(Beginning of Task data)

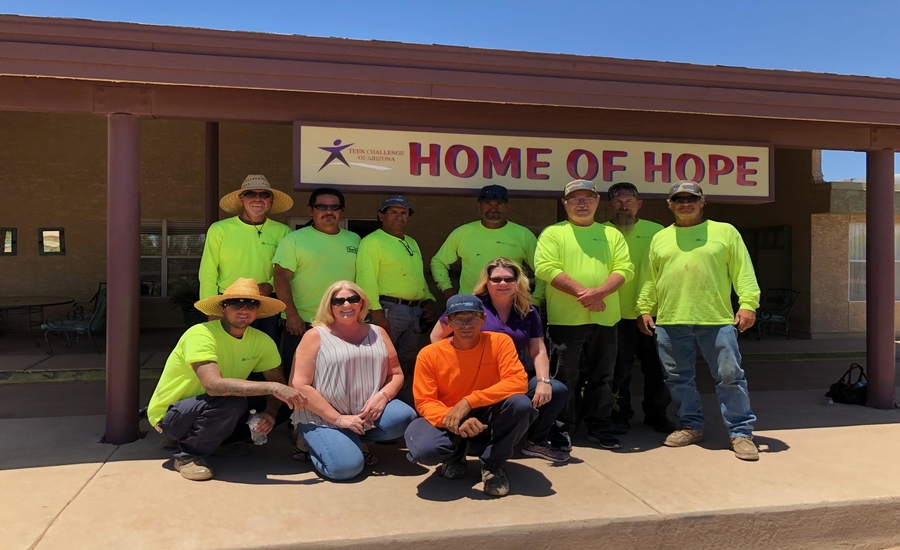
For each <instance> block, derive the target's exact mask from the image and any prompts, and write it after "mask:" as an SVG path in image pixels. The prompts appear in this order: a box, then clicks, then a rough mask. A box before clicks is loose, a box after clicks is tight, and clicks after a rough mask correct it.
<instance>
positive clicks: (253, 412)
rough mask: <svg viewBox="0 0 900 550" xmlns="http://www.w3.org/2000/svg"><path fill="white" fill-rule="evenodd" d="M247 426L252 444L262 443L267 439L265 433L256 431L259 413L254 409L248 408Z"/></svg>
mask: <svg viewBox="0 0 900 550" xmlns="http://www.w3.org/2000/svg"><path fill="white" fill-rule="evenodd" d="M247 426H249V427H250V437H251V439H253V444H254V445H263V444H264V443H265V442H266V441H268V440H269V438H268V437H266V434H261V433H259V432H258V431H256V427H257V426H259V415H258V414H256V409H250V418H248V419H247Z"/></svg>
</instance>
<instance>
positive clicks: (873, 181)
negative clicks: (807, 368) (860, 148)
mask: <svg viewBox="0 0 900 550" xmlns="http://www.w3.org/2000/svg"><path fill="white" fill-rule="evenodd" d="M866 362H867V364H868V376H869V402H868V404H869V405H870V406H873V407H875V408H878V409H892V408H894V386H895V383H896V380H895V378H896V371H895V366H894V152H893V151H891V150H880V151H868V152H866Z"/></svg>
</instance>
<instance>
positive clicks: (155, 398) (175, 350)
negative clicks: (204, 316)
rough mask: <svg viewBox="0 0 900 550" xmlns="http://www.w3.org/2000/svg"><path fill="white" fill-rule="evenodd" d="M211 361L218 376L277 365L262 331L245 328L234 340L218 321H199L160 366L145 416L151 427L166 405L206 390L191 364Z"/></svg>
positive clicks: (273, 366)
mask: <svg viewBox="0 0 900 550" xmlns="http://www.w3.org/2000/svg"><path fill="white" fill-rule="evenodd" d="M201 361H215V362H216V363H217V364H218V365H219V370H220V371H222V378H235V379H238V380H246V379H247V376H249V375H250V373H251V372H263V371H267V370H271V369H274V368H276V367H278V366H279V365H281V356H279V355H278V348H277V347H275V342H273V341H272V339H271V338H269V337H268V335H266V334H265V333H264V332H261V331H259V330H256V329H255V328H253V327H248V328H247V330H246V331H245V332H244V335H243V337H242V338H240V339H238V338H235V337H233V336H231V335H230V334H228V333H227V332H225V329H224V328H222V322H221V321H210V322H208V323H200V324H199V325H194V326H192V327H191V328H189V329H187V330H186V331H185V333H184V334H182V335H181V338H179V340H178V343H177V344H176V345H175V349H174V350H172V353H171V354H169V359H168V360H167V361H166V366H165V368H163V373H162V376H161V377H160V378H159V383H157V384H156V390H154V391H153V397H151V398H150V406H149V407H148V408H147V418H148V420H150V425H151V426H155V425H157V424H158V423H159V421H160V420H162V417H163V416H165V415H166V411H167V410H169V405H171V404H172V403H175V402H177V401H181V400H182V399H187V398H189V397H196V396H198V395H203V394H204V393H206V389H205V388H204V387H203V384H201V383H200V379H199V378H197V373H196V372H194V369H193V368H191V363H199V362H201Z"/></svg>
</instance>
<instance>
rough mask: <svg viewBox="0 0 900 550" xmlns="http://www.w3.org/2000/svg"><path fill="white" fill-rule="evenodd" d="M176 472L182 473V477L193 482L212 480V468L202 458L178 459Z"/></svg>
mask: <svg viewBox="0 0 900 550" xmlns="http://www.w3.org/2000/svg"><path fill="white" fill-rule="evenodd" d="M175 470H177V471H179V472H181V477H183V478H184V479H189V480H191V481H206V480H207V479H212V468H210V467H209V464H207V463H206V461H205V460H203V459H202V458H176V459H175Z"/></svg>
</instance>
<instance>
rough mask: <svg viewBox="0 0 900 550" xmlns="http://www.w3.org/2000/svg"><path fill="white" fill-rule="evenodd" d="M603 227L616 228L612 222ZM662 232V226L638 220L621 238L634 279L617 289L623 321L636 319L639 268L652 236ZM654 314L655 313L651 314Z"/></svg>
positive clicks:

(End of Task data)

Task directions: All that is wanted is an exact copy of the lines above from the one with "positive clicks: (253, 412)" through the one with "361L218 376L277 365L262", with both ends included.

Answer section:
positive clicks: (253, 412)
rough mask: <svg viewBox="0 0 900 550" xmlns="http://www.w3.org/2000/svg"><path fill="white" fill-rule="evenodd" d="M247 426L252 444L262 443L267 439L265 433L256 431L259 413L254 409L248 408Z"/></svg>
mask: <svg viewBox="0 0 900 550" xmlns="http://www.w3.org/2000/svg"><path fill="white" fill-rule="evenodd" d="M247 426H249V427H250V437H251V439H253V444H254V445H263V444H264V443H265V442H266V441H268V440H269V438H268V437H266V434H261V433H259V432H258V431H256V427H257V426H259V415H258V414H256V409H250V418H248V419H247Z"/></svg>
</instance>
<instance>
positive clicks: (873, 181)
negative clicks: (807, 368) (860, 148)
mask: <svg viewBox="0 0 900 550" xmlns="http://www.w3.org/2000/svg"><path fill="white" fill-rule="evenodd" d="M866 362H867V364H868V376H869V402H868V404H869V405H870V406H873V407H875V408H878V409H892V408H894V386H895V383H896V380H895V378H896V371H895V366H894V152H893V151H891V150H880V151H868V152H866Z"/></svg>
</instance>
<instance>
positive clicks: (155, 398) (175, 350)
negative clicks: (204, 316)
rough mask: <svg viewBox="0 0 900 550" xmlns="http://www.w3.org/2000/svg"><path fill="white" fill-rule="evenodd" d="M211 361L218 376L277 365L262 331L245 328L234 340L218 321H199L160 366L145 416L151 427L166 405L206 390L191 364Z"/></svg>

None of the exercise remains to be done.